Will you write out all of the material below, word for word and line for line, without changing anything?

--- start RECORDS PROVIDED ---

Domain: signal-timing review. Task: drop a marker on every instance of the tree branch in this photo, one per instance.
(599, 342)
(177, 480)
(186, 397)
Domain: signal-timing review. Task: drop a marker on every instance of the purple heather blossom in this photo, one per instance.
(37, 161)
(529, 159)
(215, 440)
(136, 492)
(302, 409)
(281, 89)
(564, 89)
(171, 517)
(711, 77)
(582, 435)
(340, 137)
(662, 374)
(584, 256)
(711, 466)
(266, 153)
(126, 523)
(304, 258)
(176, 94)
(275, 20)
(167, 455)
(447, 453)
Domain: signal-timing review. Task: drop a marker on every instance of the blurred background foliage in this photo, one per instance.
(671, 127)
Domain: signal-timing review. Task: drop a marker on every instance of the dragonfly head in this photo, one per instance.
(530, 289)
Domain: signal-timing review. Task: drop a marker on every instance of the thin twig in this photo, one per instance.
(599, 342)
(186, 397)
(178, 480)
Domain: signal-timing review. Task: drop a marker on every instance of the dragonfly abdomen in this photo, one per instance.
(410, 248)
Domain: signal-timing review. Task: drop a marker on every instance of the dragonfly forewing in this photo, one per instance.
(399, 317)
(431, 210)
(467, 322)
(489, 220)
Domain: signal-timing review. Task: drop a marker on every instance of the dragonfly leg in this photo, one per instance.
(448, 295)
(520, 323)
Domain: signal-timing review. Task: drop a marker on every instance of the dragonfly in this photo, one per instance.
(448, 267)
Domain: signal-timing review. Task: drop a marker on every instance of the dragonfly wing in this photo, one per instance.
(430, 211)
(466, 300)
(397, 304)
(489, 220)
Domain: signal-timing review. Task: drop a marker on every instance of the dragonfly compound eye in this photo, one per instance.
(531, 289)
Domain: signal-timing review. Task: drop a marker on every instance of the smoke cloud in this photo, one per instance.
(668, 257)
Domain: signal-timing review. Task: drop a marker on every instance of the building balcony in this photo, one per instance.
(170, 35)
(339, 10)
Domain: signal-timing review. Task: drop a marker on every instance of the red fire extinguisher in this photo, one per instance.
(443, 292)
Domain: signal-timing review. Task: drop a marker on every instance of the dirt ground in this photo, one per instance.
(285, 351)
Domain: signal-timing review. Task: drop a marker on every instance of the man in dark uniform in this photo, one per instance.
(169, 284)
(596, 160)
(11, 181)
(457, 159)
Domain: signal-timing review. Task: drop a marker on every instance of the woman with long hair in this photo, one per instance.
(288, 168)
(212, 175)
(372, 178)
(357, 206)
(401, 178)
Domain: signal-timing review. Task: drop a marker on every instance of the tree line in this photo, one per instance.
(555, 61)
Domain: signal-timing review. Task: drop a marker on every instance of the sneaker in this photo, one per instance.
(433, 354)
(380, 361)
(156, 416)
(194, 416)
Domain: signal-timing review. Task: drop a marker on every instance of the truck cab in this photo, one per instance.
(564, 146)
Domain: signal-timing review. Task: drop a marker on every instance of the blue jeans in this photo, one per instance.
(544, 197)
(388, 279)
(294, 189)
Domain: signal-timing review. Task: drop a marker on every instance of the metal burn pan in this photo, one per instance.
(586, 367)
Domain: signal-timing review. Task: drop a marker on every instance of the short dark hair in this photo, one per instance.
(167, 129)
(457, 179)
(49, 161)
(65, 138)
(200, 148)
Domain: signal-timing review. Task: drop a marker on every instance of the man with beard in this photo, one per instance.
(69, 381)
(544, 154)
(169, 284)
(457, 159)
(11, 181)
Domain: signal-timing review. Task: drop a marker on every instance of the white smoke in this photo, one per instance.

--- end RECORDS PROVIDED ---

SOLUTION TO THIS PROBLEM -
Domain: signal-timing review. Task: drop a marker on every instance of the tree branch in this photo, one per instance.
(599, 342)
(177, 480)
(186, 397)
Domain: signal-timing review. Task: drop a marker on every instance of the purple heather blossom in this photo, one per instance.
(37, 161)
(529, 159)
(215, 440)
(136, 492)
(302, 409)
(281, 89)
(564, 89)
(171, 517)
(711, 77)
(582, 435)
(340, 137)
(662, 374)
(584, 256)
(711, 466)
(266, 153)
(126, 523)
(304, 258)
(176, 94)
(275, 20)
(167, 455)
(447, 453)
Domain: signal-timing review. Task: drop a marker on every instance of the blurred background foliage in this photo, one per instance.
(671, 127)
Domain: signal-timing review. Task: drop a marker on every instance of the dragonfly head in this photo, one per instance.
(530, 289)
Domain: signal-timing review. Task: drop a marker on every instance of the thin twig in this photo, one per instance.
(599, 342)
(186, 397)
(178, 480)
Domain: signal-timing review. Task: drop a marker on every instance of the dragonfly abdomen in this photo, one per instance.
(410, 248)
Domain: signal-timing review. Task: drop a marker on every instance of the dragonfly forewing in this photo, one per instance.
(399, 317)
(431, 210)
(467, 322)
(489, 220)
Domain: signal-timing review. Task: drop a marker on every instance of the dragonfly leg in this photo, one per instance.
(448, 295)
(520, 323)
Domain: signal-timing review. Task: drop a marker on every instance of the dragonfly in this photo, one per instance.
(448, 267)
Domain: signal-timing review. Task: drop a marker on every instance of the dragonfly wing in this photo, one per instance.
(430, 211)
(466, 300)
(397, 304)
(489, 220)
Domain: signal-timing review. Task: drop a marker on every instance of the dragonfly compound eye in this photo, one per instance.
(531, 289)
Domain: signal-timing review. Task: drop a marker on every instance of the smoke cloud in this photo, one per instance.
(668, 257)
Domain: signal-timing review. Task: drop a marker on every instance of the building balcony in this photo, one per instance.
(170, 35)
(339, 10)
Domain: signal-timing review. Task: drop a marker on every instance of the red fire extinguisher in this photo, one per instance.
(443, 292)
Domain: signal-timing review. Task: drop a marker on every instance of the dirt ground in this photo, one per instance.
(285, 351)
Domain: signal-timing review. Task: drop a marker on every instance of the man in dark uniform in this photo, one per instance.
(169, 284)
(596, 160)
(11, 181)
(457, 159)
Domain: signal-timing review. Task: drop a marker on every instance of the woman with long hair in this photo, one per instance.
(288, 168)
(212, 175)
(372, 178)
(357, 206)
(401, 178)
Domain: signal-timing review. Task: drop a marker on every instance of the tree line in this photo, one per instance.
(555, 61)
Domain: signal-timing review. Task: drop a marker on every instance of the sneaker in this photo, one per instance.
(433, 354)
(380, 361)
(156, 416)
(194, 416)
Domain: signal-timing review. Task: drop a marker on every instance of the truck cab in this photo, one per instance.
(564, 146)
Domain: signal-timing review. Task: drop a marker on every instance of the blue jeans in this photo, one per instance.
(544, 197)
(388, 279)
(294, 189)
Domain: signal-timing review. Task: drop a marker on every instance of the metal burn pan in this photo, one per instance.
(586, 367)
Domain: signal-timing review. Task: drop a marker on every instance of the short dark hair in this photo, one per instance.
(167, 129)
(457, 179)
(49, 161)
(65, 138)
(200, 148)
Domain: signal-timing review. Task: drop a marker on every instance of the man with beard in this photo, one per instance.
(69, 381)
(544, 154)
(169, 284)
(457, 159)
(11, 181)
Domain: signal-timing review. Task: drop a marker on every instance of the white smoke in this photo, one per instance.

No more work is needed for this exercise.